## Records shown

========

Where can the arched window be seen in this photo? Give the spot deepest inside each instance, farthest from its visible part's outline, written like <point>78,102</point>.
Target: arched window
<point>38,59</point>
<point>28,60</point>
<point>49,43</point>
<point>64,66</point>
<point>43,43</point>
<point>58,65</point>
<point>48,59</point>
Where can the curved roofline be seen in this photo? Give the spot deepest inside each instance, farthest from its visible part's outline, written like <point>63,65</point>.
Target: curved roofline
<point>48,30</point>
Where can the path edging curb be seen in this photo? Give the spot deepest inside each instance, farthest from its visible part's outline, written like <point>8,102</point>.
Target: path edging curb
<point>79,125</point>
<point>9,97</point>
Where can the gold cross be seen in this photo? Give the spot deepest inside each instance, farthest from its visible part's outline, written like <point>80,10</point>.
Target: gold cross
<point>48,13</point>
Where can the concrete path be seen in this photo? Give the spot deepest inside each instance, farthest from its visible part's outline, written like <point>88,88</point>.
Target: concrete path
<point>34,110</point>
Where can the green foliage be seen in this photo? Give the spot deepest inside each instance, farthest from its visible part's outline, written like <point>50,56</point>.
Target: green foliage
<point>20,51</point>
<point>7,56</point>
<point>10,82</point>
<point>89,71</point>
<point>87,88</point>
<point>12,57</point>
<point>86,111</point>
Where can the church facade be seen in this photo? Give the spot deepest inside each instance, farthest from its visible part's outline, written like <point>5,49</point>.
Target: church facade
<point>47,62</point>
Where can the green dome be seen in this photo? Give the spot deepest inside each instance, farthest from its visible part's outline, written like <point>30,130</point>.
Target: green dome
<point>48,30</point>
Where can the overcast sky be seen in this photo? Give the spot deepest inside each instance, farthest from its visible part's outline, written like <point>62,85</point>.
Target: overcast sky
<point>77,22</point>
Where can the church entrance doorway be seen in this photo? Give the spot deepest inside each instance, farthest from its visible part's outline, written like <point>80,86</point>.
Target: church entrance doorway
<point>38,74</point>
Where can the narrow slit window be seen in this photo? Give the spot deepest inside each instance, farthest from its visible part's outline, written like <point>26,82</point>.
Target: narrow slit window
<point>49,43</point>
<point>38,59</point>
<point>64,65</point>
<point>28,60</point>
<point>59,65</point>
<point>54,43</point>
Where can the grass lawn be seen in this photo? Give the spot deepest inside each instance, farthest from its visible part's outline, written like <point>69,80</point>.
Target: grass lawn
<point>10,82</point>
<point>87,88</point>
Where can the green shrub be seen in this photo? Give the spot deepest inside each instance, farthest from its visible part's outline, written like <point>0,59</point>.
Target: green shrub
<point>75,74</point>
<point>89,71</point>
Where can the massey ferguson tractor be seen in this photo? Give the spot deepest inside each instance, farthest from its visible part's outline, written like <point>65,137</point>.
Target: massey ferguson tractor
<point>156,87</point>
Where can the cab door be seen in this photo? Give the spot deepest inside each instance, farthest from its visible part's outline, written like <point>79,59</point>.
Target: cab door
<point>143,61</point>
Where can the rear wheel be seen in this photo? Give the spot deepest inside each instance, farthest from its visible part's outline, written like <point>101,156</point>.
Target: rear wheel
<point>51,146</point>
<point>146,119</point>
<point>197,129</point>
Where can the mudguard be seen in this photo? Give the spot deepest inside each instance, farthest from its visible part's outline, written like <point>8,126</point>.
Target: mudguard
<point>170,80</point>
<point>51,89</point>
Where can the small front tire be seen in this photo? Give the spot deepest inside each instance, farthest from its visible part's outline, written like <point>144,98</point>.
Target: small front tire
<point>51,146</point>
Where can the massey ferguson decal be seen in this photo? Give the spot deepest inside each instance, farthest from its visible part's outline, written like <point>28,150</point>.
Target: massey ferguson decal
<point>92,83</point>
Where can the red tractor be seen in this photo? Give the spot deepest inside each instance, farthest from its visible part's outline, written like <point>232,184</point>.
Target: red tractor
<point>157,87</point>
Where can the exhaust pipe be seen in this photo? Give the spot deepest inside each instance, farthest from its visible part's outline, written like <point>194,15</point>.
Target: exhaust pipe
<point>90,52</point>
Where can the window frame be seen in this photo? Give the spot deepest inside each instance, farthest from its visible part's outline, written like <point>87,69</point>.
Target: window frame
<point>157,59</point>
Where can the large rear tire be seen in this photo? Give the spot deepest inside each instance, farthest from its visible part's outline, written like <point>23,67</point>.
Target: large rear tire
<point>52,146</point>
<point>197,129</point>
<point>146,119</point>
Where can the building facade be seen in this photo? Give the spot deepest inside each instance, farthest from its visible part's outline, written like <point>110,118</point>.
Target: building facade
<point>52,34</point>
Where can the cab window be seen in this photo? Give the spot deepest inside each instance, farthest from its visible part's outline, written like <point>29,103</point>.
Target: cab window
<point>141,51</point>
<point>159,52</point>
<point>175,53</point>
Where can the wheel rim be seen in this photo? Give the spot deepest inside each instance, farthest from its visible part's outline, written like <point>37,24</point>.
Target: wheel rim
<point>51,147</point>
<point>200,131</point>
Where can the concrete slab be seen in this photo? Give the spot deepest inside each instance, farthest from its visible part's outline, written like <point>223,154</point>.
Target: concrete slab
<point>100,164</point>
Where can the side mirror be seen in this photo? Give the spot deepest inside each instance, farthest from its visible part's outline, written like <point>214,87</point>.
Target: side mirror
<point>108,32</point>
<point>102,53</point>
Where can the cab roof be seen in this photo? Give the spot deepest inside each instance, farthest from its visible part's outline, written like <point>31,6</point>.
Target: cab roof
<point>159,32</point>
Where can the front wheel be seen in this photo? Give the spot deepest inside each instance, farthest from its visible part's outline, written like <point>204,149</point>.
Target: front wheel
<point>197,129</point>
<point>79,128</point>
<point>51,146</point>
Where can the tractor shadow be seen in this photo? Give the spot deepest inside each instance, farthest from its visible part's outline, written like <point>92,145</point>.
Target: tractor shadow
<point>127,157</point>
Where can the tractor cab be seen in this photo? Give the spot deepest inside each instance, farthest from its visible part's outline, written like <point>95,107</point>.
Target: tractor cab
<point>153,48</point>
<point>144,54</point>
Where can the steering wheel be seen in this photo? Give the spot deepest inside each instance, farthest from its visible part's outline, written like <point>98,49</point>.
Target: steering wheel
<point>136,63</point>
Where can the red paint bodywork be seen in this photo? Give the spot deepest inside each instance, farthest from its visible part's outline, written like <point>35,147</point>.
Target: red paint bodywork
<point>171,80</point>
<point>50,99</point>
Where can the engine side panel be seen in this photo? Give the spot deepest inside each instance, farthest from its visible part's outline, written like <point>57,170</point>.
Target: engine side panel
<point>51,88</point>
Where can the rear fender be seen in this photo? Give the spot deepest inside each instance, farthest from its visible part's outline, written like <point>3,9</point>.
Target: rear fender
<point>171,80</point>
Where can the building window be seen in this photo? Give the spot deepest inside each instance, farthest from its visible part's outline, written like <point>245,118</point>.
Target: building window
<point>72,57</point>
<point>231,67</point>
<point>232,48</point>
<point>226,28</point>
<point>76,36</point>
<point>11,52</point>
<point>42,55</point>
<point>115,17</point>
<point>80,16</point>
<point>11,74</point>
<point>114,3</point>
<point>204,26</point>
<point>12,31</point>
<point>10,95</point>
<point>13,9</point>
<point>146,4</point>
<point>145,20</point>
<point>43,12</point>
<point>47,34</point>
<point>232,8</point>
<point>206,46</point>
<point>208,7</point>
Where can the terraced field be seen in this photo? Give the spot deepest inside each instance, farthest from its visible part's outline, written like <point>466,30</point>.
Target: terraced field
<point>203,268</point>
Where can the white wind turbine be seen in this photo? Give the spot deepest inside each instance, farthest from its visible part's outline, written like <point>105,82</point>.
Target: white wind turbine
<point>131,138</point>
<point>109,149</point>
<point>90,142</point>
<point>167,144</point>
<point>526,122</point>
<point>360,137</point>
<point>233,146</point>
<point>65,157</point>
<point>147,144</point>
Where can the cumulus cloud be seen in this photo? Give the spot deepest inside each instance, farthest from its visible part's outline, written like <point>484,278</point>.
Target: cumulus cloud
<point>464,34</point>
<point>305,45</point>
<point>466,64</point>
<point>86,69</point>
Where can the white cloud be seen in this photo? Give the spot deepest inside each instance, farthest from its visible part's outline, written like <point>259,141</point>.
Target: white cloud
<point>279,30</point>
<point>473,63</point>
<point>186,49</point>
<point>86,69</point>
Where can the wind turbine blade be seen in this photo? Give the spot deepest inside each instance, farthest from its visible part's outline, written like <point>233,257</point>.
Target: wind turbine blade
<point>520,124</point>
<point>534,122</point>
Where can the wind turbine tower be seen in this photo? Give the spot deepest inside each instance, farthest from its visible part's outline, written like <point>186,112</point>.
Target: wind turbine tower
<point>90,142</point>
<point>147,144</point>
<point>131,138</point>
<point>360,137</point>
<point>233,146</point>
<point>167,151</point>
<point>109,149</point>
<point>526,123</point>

========

## Assignment
Everything in the material above from the line that has "Target: curved roofline" through the line that has "Where can the narrow" must be duplicated exactly, with no other lines given.

## Your response
Target: curved roofline
<point>48,30</point>
Where can the path edging curb be seen in this photo? Give the spot deepest inside each instance, farthest from its visible part's outline, written like <point>8,102</point>.
Target: path edging curb
<point>79,125</point>
<point>9,97</point>
Where can the gold cross be seen in this photo? Give the spot deepest inside each instance, farthest from its visible part's outline, written like <point>80,10</point>.
Target: gold cross
<point>48,13</point>
Where can the concrete path be seen in this photo? Give the spot deepest inside each instance, farthest from its visible part's outline, written like <point>88,88</point>.
Target: concrete path
<point>34,110</point>
Where can the green foliage be seen in this photo? Give the spot deepest inside each instance, farthest from its visible part's outline, written like <point>50,56</point>.
Target: green foliage
<point>20,51</point>
<point>7,56</point>
<point>10,82</point>
<point>89,71</point>
<point>87,88</point>
<point>12,57</point>
<point>86,111</point>
Where can the church facade be seen in this photo? Give the spot deepest inside each instance, farthest from its visible part's outline, written like <point>5,49</point>.
Target: church facade
<point>47,62</point>
Where can the green dome be seen in this photo? Give the spot deepest inside each instance, farthest from its visible part's outline, written like <point>30,130</point>.
Target: green dome
<point>48,30</point>
Where can the overcast sky be seen in this photo? Give the spot deepest inside each instance, farthest from its visible part's outline, written like <point>62,85</point>.
Target: overcast sky
<point>77,22</point>
Where can the church entrance doorway be seen in this photo? Give the spot deepest inside each instance, farthest from its visible part's outline, written like <point>80,86</point>.
Target: church entrance doorway
<point>38,74</point>
Where can the narrow slit window be seen in this photo? Give the spot deepest inside each instance, farthest from its visible part's outline, written like <point>26,82</point>.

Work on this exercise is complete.